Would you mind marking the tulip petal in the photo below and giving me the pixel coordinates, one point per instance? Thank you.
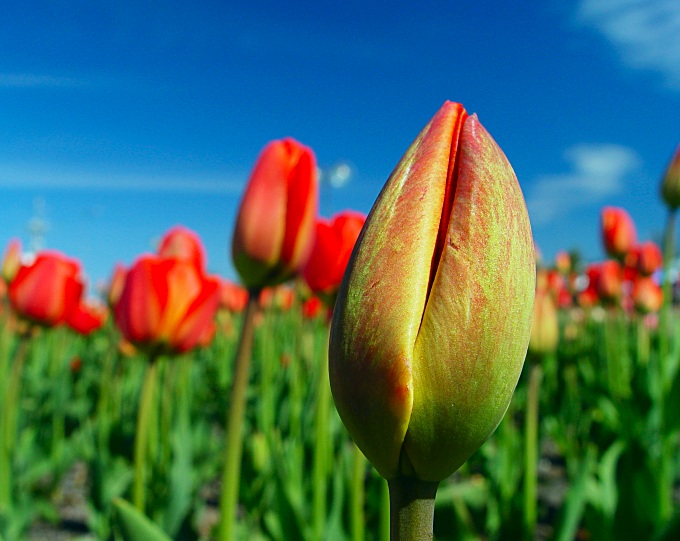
(381, 300)
(475, 329)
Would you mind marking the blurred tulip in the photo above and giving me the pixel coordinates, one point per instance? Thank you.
(12, 260)
(645, 258)
(545, 327)
(647, 295)
(670, 185)
(87, 317)
(116, 284)
(275, 224)
(166, 305)
(47, 290)
(333, 244)
(563, 262)
(233, 297)
(618, 232)
(432, 321)
(182, 243)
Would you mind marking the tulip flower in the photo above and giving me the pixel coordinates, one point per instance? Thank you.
(47, 290)
(166, 304)
(433, 317)
(87, 318)
(12, 260)
(275, 224)
(670, 185)
(333, 244)
(545, 329)
(618, 232)
(182, 243)
(647, 295)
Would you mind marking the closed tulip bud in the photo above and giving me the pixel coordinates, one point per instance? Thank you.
(670, 185)
(618, 232)
(433, 317)
(647, 295)
(12, 260)
(275, 224)
(545, 329)
(47, 290)
(183, 243)
(166, 305)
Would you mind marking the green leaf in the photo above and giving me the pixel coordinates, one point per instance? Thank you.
(135, 526)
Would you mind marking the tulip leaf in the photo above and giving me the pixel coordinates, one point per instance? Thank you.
(134, 525)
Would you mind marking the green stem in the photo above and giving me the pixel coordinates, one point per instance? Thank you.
(412, 509)
(531, 450)
(145, 413)
(321, 444)
(384, 530)
(234, 434)
(8, 426)
(357, 498)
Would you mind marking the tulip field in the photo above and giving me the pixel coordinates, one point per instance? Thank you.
(359, 384)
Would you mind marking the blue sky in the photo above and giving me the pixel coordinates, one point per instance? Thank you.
(121, 119)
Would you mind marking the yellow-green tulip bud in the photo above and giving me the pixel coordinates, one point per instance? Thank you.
(433, 316)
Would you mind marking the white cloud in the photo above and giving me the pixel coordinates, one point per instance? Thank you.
(596, 173)
(31, 177)
(32, 80)
(646, 33)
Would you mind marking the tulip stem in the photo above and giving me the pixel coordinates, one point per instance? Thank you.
(234, 434)
(145, 422)
(412, 509)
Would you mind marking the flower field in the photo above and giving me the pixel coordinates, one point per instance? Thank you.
(188, 407)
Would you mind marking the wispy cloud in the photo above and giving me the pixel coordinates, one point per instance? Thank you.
(645, 32)
(14, 176)
(32, 80)
(597, 172)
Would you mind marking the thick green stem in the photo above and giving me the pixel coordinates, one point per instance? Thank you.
(357, 497)
(234, 434)
(8, 426)
(321, 443)
(145, 420)
(531, 450)
(412, 509)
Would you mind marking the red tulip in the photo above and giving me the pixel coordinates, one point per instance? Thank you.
(233, 297)
(87, 318)
(182, 243)
(166, 304)
(333, 245)
(275, 224)
(646, 258)
(618, 232)
(647, 295)
(670, 184)
(12, 260)
(47, 290)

• • • • •

Exercise – Rewrite all of the items above with "photo" changed to "image" everywhere it appears, keeping everything else the same and leaving out the pictures.

Expected output –
Would you mind marking the tulip petal in the image below and giving me the pixel coordinates, one point per instance? Thank you.
(381, 300)
(475, 329)
Would you mind marking the blurred tulip in the image above and giving me the pixel coordinates, one point per instance? Thank you.
(12, 260)
(645, 258)
(545, 327)
(647, 295)
(670, 185)
(87, 317)
(116, 284)
(275, 224)
(166, 305)
(47, 290)
(333, 244)
(563, 262)
(233, 297)
(618, 232)
(432, 321)
(182, 243)
Would you mind marking the tulip flower in the image above and giving me the pixel coordinates, one point per instance? Thank you.
(47, 290)
(166, 304)
(433, 317)
(87, 318)
(12, 260)
(275, 224)
(670, 185)
(333, 244)
(545, 329)
(618, 232)
(182, 243)
(647, 295)
Would you mind marking the closed tulip bud in the image above and giving me the pixel coordinates, one point per instance? Thank you.
(670, 185)
(618, 232)
(433, 317)
(647, 295)
(12, 260)
(275, 224)
(545, 329)
(47, 290)
(183, 243)
(166, 305)
Would you mind marking the green leaf in the image above and giving me the pixel coordinates, one point per instance? Thank you.
(135, 526)
Would you mind marking the tulip leaf in the image above and giving me the pixel coordinates, one point per instance? Thank you.
(134, 525)
Would you mind marking the green stem in the image above and giving me the pixel coordinates, one point per instance? Thank you.
(412, 509)
(531, 450)
(145, 413)
(321, 444)
(384, 530)
(234, 434)
(8, 426)
(357, 498)
Would you mind marking the tulip field in the image above and giving me the pixel coordinates, one point per instance? Thank you.
(359, 384)
Would you mind marking the blue sky in the image above and giving me the pixel coordinates, one point per instance? Thank you.
(121, 119)
Would you mind marking the yellow-green tulip bud in the image above and giving me the pixel coordinates, one point per instance? Thank you.
(433, 316)
Would you mind marking the white cloud in the image above and giving me the pixel coordinates, one point per instance? Thank you.
(596, 173)
(31, 177)
(32, 80)
(646, 33)
Would you mind marking the tulip stem in the image above and giving me the pixel coordinates, one point per instance? Thank you.
(234, 434)
(145, 422)
(412, 509)
Would you mind marking the flower field in the image above and giving me the pixel coordinates, one point per instance? Thank you.
(188, 407)
Would you mind marking the wispy cloud in the image above and giving me the pixel coordinates, one point per instance? Thank you.
(645, 32)
(14, 176)
(32, 80)
(597, 172)
Would you mind marking the thick green stem in the image above and giving me the pixel coordinates, one point per instance? Thank you.
(357, 497)
(234, 434)
(8, 426)
(321, 443)
(145, 420)
(531, 450)
(412, 509)
Would you mind marking the red tulip in the image above and giving me the pixel coordinates, one point per instance? Thank you.
(233, 297)
(87, 318)
(182, 243)
(166, 304)
(333, 245)
(275, 224)
(646, 258)
(618, 232)
(647, 295)
(670, 184)
(12, 260)
(47, 290)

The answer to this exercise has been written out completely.